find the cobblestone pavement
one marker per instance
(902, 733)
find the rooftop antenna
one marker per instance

————

#### Work to complete
The answer should be the entries, given again without a single difference.

#### The completed task
find the cobblestone pavement
one marker per instance
(902, 733)
find the rooftop antenna
one marker per instance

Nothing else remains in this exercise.